### Data shown

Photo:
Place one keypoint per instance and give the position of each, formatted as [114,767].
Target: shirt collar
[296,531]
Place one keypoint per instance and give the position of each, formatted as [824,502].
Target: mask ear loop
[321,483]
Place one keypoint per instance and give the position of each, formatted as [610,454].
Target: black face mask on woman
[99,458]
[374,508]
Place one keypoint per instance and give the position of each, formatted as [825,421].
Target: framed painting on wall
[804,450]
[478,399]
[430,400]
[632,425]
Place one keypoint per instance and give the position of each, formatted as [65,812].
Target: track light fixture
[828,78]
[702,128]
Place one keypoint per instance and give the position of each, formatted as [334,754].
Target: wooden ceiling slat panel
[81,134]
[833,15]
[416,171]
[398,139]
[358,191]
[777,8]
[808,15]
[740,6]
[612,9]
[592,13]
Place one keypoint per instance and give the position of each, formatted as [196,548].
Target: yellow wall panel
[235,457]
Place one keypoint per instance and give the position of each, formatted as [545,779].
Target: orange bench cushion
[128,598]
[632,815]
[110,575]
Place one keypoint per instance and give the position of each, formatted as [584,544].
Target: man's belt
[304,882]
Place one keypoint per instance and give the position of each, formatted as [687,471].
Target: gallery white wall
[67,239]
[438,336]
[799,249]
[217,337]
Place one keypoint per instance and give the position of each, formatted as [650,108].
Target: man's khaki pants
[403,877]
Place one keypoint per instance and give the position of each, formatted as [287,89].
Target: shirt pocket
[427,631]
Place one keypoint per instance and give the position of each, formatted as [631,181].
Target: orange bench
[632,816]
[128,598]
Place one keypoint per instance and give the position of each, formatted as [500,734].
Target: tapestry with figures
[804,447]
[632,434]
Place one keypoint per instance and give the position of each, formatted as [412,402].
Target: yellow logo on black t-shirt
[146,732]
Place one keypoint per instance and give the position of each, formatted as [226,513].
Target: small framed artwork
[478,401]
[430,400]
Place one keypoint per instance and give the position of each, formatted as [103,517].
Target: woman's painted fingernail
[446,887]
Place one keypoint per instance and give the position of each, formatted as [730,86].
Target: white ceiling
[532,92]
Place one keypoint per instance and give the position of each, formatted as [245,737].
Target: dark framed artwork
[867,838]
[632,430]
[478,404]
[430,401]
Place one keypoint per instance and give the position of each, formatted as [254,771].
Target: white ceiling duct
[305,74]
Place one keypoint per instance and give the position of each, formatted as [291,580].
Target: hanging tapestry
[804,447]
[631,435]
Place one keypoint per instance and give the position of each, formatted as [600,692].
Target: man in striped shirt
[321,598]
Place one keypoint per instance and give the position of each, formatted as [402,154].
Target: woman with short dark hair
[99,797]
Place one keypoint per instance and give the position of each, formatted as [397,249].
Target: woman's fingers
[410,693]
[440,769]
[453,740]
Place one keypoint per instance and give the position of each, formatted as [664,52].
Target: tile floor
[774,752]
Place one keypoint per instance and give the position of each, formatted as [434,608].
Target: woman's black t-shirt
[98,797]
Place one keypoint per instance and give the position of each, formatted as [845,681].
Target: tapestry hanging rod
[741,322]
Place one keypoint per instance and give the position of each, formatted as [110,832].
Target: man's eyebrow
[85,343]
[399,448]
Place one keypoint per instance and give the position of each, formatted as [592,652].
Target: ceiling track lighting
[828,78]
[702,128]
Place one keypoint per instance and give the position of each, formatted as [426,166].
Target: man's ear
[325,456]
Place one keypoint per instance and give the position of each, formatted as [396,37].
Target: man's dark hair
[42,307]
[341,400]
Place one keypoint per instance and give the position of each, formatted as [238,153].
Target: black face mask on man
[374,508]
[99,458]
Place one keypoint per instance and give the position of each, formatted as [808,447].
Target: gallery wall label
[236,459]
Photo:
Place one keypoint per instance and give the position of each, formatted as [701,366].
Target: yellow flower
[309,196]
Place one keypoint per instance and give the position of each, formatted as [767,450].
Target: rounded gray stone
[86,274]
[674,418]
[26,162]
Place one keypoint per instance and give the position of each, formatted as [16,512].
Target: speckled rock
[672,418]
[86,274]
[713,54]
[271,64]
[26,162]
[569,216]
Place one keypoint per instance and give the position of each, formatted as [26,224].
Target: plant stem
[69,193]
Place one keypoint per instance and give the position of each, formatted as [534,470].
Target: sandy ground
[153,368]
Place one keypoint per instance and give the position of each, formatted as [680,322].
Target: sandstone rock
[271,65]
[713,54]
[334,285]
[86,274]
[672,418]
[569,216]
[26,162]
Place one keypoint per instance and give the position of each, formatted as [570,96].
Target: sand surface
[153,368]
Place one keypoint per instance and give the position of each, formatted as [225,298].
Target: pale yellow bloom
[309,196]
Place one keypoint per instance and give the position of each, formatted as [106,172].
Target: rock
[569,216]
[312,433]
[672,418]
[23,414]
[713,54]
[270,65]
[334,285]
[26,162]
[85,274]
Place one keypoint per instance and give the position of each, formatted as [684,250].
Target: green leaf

######

▸ **What to work on**
Could you output all the records above as a Markdown table with two columns, Row for the row number and Line for the line itself, and leave out any blank lines?

▸ **Result for this exercise**
| Row | Line |
|---|---|
| 1 | Photo: |
| 2 | Place one keypoint per instance and give the position of each, formatted as [114,767]. |
| 3 | Target: shirt collar |
| 4 | [296,531] |
| 5 | Place one keypoint per instance and give the position of each, formatted as [824,502]. |
| 6 | Target: mask ear loop |
| 7 | [321,483] |
| 8 | Place one keypoint per instance and give the position of each, formatted as [610,454]. |
| 9 | Target: black face mask on woman |
| 10 | [99,458] |
| 11 | [374,508] |
| 12 | Place one keypoint per instance and give the position of each, formatted as [825,421]. |
| 13 | Target: framed painting on wall |
| 14 | [804,450] |
| 15 | [478,399] |
| 16 | [430,400] |
| 17 | [632,425] |
| 18 | Place one keypoint per instance and give the position of each, formatted as [65,812]. |
| 19 | Target: track light fixture |
| 20 | [828,78] |
| 21 | [702,128] |
| 22 | Place one keypoint per instance and give the position of each, formatted as [334,754]. |
| 23 | Target: wooden ceiling slat panel |
| 24 | [81,134] |
| 25 | [833,15] |
| 26 | [416,171] |
| 27 | [398,139] |
| 28 | [358,191] |
| 29 | [777,8] |
| 30 | [808,15] |
| 31 | [740,6] |
| 32 | [612,9] |
| 33 | [592,13] |
| 34 | Place one keypoint per instance and give the position of each, formatted as [196,548]. |
| 35 | Target: yellow wall panel |
| 36 | [235,457] |
| 37 | Place one keypoint per instance and give the position of each, formatted as [545,779]. |
| 38 | Target: orange bench cushion |
| 39 | [128,598] |
| 40 | [632,815] |
| 41 | [110,575] |
| 42 | Place one keypoint per instance and give the position of each, formatted as [584,544]. |
| 43 | Target: man's belt |
| 44 | [304,882] |
| 45 | Place one keypoint per instance and give the position of each, formatted as [687,471]. |
| 46 | Target: gallery white wall |
| 47 | [67,239] |
| 48 | [438,336] |
| 49 | [799,249] |
| 50 | [217,337] |
| 51 | Place one keypoint per instance and give the position of each, formatted as [650,108]. |
| 52 | Target: man's khaki pants |
| 53 | [403,877] |
| 54 | Place one keypoint per instance and give the position of each, formatted as [287,89]. |
| 55 | Target: shirt pocket |
| 56 | [427,631] |
| 57 | Place one keypoint per instance and give the position of each, formatted as [631,181]. |
| 58 | Target: orange bench |
| 59 | [632,816] |
| 60 | [128,598] |
| 61 | Place one keypoint per instance and give the position of each, formatted as [500,734]. |
| 62 | Target: tapestry with figures |
| 63 | [804,447] |
| 64 | [632,434] |
| 65 | Place one keypoint per instance and give the position of each, formatted as [412,402]. |
| 66 | Target: yellow logo on black t-shirt |
| 67 | [146,732] |
| 68 | Place one keypoint per instance and give the position of each, formatted as [226,513]. |
| 69 | Target: small framed artwork |
| 70 | [478,401] |
| 71 | [430,400] |
| 72 | Place one keypoint per instance and give the position of each, formatted as [103,517]. |
| 73 | Target: woman's painted fingernail |
| 74 | [446,887] |
| 75 | Place one keypoint per instance and give the position of each, formatted as [730,86]. |
| 76 | Target: white ceiling |
| 77 | [532,92] |
| 78 | Place one keypoint per instance and give the position of each, formatted as [245,737]. |
| 79 | Target: dark framed artwork |
| 80 | [867,838] |
| 81 | [632,430] |
| 82 | [478,404] |
| 83 | [430,401] |
| 84 | Place one keypoint per instance and give the position of each, formatted as [254,771]. |
| 85 | Target: white ceiling duct |
| 86 | [305,74] |
| 87 | Place one keypoint per instance and give the position of each, formatted as [291,580]. |
| 88 | Target: hanging tapestry |
| 89 | [804,447] |
| 90 | [631,435] |
| 91 | Place one keypoint per instance and give the position of each, formatted as [600,692]. |
| 92 | Target: man in striped shirt |
| 93 | [321,598] |
| 94 | Place one keypoint per instance and give the position of each, formatted as [402,154]. |
| 95 | Target: woman with short dark hair |
| 96 | [99,797] |
| 97 | Place one keypoint per instance and give the position of each, formatted as [397,249]. |
| 98 | Target: woman's fingers |
| 99 | [410,693] |
| 100 | [440,769] |
| 101 | [453,740] |
| 102 | Place one keypoint per instance and give the position of each, formatted as [664,52]. |
| 103 | Target: tile floor |
| 104 | [774,752] |
| 105 | Place one keypoint per instance and give the position of each, formatted as [434,608]. |
| 106 | Target: woman's black t-shirt |
| 107 | [98,797] |
| 108 | Place one keypoint per instance and give the position of each, formatted as [845,681]. |
| 109 | Target: tapestry hanging rod |
| 110 | [741,322] |
| 111 | Place one keypoint per instance and give the position of each, formatted as [110,832]. |
| 112 | Target: man's eyebrow |
| 113 | [85,343] |
| 114 | [399,448] |
| 115 | Place one keypoint per instance and give the position of each, formatted as [592,652]. |
| 116 | Target: ceiling track lighting |
| 117 | [828,78] |
| 118 | [702,128] |
| 119 | Place one keypoint per instance and give the position of each, formatted as [426,166]. |
| 120 | Target: man's ear |
| 121 | [325,456] |
| 122 | Place one keypoint per instance and give the position of each, formatted as [396,37]. |
| 123 | Target: man's dark hair |
| 124 | [42,307] |
| 125 | [341,400] |
| 126 | Place one keypoint per instance and give the position of each, formatted as [238,153]. |
| 127 | Target: black face mask on man |
| 128 | [374,508] |
| 129 | [99,458] |
| 130 | Place one keypoint per instance and give the position of each, formatted as [808,447]. |
| 131 | Target: gallery wall label |
| 132 | [236,459] |
| 133 | Photo: |
| 134 | Place one keypoint per instance and give the position of each, formatted as [701,366]. |
| 135 | Target: yellow flower |
| 136 | [309,196] |
| 137 | Place one keypoint per instance and give the position of each, formatted as [767,450]. |
| 138 | Target: rounded gray stone |
| 139 | [86,274] |
| 140 | [674,418] |
| 141 | [26,162] |
| 142 | Place one keypoint per instance and give the position of each, formatted as [16,512]. |
| 143 | Target: speckled rock |
| 144 | [672,418] |
| 145 | [86,274] |
| 146 | [713,54] |
| 147 | [271,64] |
| 148 | [26,162] |
| 149 | [569,216] |
| 150 | Place one keypoint per instance and give the position of each, formatted as [26,224]. |
| 151 | Target: plant stem |
| 152 | [69,193] |
| 153 | Place one keypoint per instance and give the position of each, formatted as [534,470]. |
| 154 | Target: sandy ground |
| 155 | [153,368] |
| 156 | Place one keypoint per instance and give the position of each, formatted as [680,322]. |
| 157 | Target: sandstone rock |
| 158 | [271,65] |
| 159 | [713,54] |
| 160 | [334,285] |
| 161 | [86,274] |
| 162 | [672,418] |
| 163 | [569,216] |
| 164 | [26,162] |
| 165 | Place one keypoint per instance and give the position of each, formatted as [570,96]. |
| 166 | Target: sand surface |
| 167 | [153,368] |
| 168 | Place one keypoint per instance and give the position of each, formatted as [225,298]. |
| 169 | Target: pale yellow bloom |
| 170 | [309,196] |
| 171 | Place one keypoint per instance and give the position of each, formatted as [106,172]. |
| 172 | Target: rock |
| 173 | [569,216] |
| 174 | [312,433] |
| 175 | [672,418] |
| 176 | [23,414] |
| 177 | [713,54] |
| 178 | [270,65] |
| 179 | [334,285] |
| 180 | [26,162] |
| 181 | [85,274] |
| 182 | Place one keypoint per instance and give the position of each, formatted as [684,250]. |
| 183 | Target: green leaf |